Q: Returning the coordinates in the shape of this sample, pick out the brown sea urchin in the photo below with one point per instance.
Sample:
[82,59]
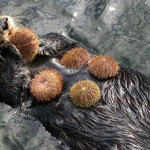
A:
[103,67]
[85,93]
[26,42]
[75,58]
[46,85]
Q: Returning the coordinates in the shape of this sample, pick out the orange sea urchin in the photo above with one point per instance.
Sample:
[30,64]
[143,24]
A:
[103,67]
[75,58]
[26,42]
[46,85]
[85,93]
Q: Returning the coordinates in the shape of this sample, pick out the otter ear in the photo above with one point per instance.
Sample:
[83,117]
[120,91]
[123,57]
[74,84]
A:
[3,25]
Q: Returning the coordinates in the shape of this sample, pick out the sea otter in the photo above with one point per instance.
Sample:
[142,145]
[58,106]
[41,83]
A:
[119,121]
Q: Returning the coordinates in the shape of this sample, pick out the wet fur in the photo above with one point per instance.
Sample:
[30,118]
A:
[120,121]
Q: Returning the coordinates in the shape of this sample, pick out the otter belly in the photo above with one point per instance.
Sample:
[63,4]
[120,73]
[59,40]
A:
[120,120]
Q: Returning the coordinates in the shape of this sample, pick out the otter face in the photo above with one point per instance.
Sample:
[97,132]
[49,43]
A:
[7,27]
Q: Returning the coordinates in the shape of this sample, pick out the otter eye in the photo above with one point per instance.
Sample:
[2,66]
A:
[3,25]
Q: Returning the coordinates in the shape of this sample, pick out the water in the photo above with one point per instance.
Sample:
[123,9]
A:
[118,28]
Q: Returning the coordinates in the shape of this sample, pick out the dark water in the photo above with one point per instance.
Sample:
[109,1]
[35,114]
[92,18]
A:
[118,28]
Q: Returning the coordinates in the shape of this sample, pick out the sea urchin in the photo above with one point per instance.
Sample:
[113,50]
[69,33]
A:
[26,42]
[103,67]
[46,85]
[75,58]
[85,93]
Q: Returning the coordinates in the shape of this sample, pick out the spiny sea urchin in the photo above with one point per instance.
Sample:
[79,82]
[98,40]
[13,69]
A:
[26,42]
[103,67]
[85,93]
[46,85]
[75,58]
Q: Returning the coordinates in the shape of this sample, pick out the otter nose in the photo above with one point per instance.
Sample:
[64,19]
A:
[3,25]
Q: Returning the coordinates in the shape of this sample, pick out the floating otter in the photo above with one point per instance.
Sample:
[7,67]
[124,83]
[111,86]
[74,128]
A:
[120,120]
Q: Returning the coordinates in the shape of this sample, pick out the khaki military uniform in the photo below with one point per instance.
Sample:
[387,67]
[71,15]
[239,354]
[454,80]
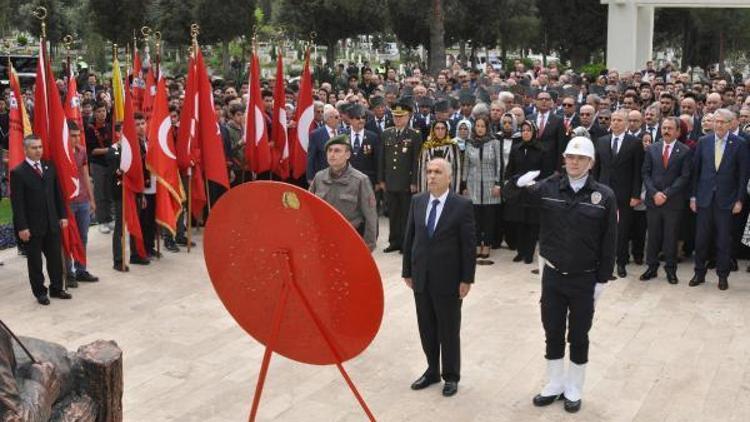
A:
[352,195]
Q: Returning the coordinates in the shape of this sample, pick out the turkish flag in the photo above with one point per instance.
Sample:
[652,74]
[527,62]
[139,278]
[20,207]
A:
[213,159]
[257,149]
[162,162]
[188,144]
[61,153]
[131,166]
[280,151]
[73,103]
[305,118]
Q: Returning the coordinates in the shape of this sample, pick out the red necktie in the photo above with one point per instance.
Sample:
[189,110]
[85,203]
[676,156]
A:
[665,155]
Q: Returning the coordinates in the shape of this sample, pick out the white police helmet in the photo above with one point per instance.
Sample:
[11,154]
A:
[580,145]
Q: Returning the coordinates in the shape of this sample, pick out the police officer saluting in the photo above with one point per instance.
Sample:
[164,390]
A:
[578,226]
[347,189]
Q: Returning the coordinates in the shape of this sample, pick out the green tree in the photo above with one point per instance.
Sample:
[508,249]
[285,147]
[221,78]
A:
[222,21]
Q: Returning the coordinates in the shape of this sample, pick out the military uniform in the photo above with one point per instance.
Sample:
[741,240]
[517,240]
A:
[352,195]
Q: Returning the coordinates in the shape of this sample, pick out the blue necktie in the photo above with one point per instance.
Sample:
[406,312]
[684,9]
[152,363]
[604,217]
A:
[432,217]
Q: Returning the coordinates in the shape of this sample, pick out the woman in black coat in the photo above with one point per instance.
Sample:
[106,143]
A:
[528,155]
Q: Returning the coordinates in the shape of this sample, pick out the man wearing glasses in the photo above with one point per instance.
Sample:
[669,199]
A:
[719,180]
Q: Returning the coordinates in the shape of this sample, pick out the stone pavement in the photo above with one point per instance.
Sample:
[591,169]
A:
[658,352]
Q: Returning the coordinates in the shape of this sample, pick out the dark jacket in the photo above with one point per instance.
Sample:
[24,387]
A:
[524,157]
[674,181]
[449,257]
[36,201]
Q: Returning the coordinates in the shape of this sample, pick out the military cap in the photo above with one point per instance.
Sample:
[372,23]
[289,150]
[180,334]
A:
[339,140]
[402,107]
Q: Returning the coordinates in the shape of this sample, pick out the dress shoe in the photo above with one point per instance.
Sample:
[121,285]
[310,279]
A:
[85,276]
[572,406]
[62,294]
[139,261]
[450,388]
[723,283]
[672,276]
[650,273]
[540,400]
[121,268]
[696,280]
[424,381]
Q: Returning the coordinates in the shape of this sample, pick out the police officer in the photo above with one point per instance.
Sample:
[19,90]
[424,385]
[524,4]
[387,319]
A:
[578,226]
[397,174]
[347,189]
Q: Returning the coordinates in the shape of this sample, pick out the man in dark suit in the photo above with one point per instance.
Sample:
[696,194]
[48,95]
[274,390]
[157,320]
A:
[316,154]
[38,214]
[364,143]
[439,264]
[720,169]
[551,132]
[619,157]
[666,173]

——

Instructions for the task: Each record is to be copied word for word, with no images carried over.

Solution to this exercise:
Q: Returning the coordinates in the shape of this sample, pick out the brown sea urchin in the photo below with one point per instance.
Sample:
[82,59]
A:
[103,67]
[85,93]
[26,42]
[75,58]
[46,85]
Q: Returning the coordinates in the shape of this sample, pick out the orange sea urchin in the photo above with one point per instance.
Sample:
[30,64]
[143,24]
A:
[103,67]
[75,58]
[26,42]
[46,85]
[85,93]
Q: Returning the coordinates in the shape of this sample, pick out the otter ear in the photo above with one point per instance.
Sample:
[83,117]
[120,91]
[123,57]
[74,84]
A:
[3,25]
Q: Returning the coordinates in the shape of this sample, pick out the sea otter in the photo above with one point per instance.
Sample:
[142,145]
[58,106]
[41,83]
A:
[119,121]
Q: Returning the coordinates in the shape of this sample, pick out the wet fur in the photo above with one point per instance.
Sample:
[30,118]
A:
[120,121]
Q: Returning the coordinates in the shape of this sample, pick out the otter belly in the photo above with one point per instance.
Sample:
[63,4]
[120,73]
[59,40]
A:
[120,120]
Q: Returning the coordinates in the shape of this sample, pick out the otter face in the photo above with one point per instance.
Sample:
[97,132]
[49,43]
A:
[7,27]
Q: Returning the coordinates in the shape of this sample, pick out the otter eye in the photo above with one point per instance.
Sample:
[2,66]
A:
[3,25]
Q: Returning the coordinates in the shape of this sample, pick out the water in the photo above with one point per instance.
Sample:
[123,9]
A:
[118,28]
Q: Returning the coordinates in the shape of this sample, pick out the dark water in the photo above with one point per instance.
Sample:
[109,1]
[35,114]
[92,18]
A:
[118,28]
Q: Returning the coordinates in the shape of this sample, pick out the sea urchin in the photo above with one point per instance.
Sample:
[113,50]
[69,33]
A:
[26,42]
[103,67]
[46,85]
[75,58]
[85,93]
Q: Returning the coordinates in the shape of this sample, pick out the spiny sea urchin in the photo above with one point per instance.
Sample:
[79,82]
[98,40]
[13,69]
A:
[26,42]
[103,67]
[85,93]
[46,85]
[75,58]
Q: Returning the coordinates in the shape of this sample, pick out the otter nose in the photo above with one point per instance.
Sample:
[64,19]
A:
[3,25]
Q: Returning the coordinates in the shape of this sample, pick out the floating otter in the photo above with one point per instance.
Sample:
[7,67]
[124,83]
[111,86]
[74,128]
A:
[120,120]
Q: Returning the coordinates in the shape of this sample, pick out the khaki military uniform in the photo below with one point per instance.
Sample:
[387,67]
[71,15]
[239,354]
[454,80]
A:
[352,195]
Q: Returning the coordinates in the shape of this sample, pick out the turkish flag in the photo above with one point per instance.
Sample:
[652,74]
[527,62]
[139,278]
[20,207]
A:
[213,159]
[257,149]
[162,162]
[188,144]
[61,153]
[131,166]
[280,151]
[73,103]
[305,118]
Q: Returning the coordinates in the shape of this sample, pick out the red necktie in the photo above with one point per instance.
Sample:
[189,110]
[85,203]
[676,156]
A:
[665,155]
Q: Returning the coordinates in the shape of this sample, pick out the white police helmet in the photo above with one point per instance.
Sample:
[11,154]
A:
[580,145]
Q: Returning the coordinates in the shape of this sample, pick out the police officer saluting in the photo above with one point per instance.
Sample:
[164,390]
A:
[578,226]
[347,189]
Q: Returning the coordinates in the shape of this sample, pick out the green tree in the photo above with one point per instance.
Sample:
[508,249]
[285,147]
[221,78]
A:
[222,21]
Q: Returning the coordinates in the shape of this sample, pick out the military uniform in the photo above with one point per instance.
Sample:
[741,240]
[517,240]
A:
[352,195]
Q: Returning the coordinates in the shape of this sample, pick out the blue necktie in the photo above with one point per instance.
Sample:
[406,312]
[684,9]
[152,363]
[604,217]
A:
[432,217]
Q: Returning the coordinates in the shape of this sample, pick out the woman in black coat in the photo above with one point per instance.
Sample:
[106,143]
A:
[528,155]
Q: Returning the coordinates in the shape of this sample, pick out the man wearing glasses in the photo above with one point per instance.
Sample:
[669,199]
A:
[719,180]
Q: Returning the coordinates in the shape of this sample, pick out the stone pavement in the photo above with one point per instance.
Sample:
[591,169]
A:
[658,352]
Q: Returning the coordinates in the shape of this sample, pick out the dark jacket in the photo above with one point per instance.
Sample:
[24,387]
A:
[524,157]
[674,181]
[449,257]
[36,201]
Q: Returning the coordinates in the shape of this sample, pick out the military cap in the photo above with one point per instance.
Sample:
[372,23]
[289,150]
[180,334]
A:
[339,140]
[402,107]
Q: Returning the coordinates in the shape of this sample, pick out the dress shoe in the photo above with one point per instance.
Sample:
[121,285]
[310,279]
A:
[85,276]
[572,406]
[62,294]
[139,261]
[450,388]
[723,283]
[672,276]
[650,273]
[540,400]
[121,268]
[696,280]
[424,381]
Q: Returning the coordinates in the shape of this sample, pick out the police officer in the photo above with one point per instance.
Sample:
[19,90]
[424,385]
[524,4]
[387,319]
A:
[578,226]
[397,174]
[347,189]
Q: Returning the coordinates in the shape of this sample, pick out the man in dark suit in the photo above with one point per instance.
Sample:
[696,194]
[48,95]
[274,390]
[157,320]
A:
[316,154]
[38,214]
[364,143]
[439,264]
[720,169]
[551,132]
[619,157]
[666,173]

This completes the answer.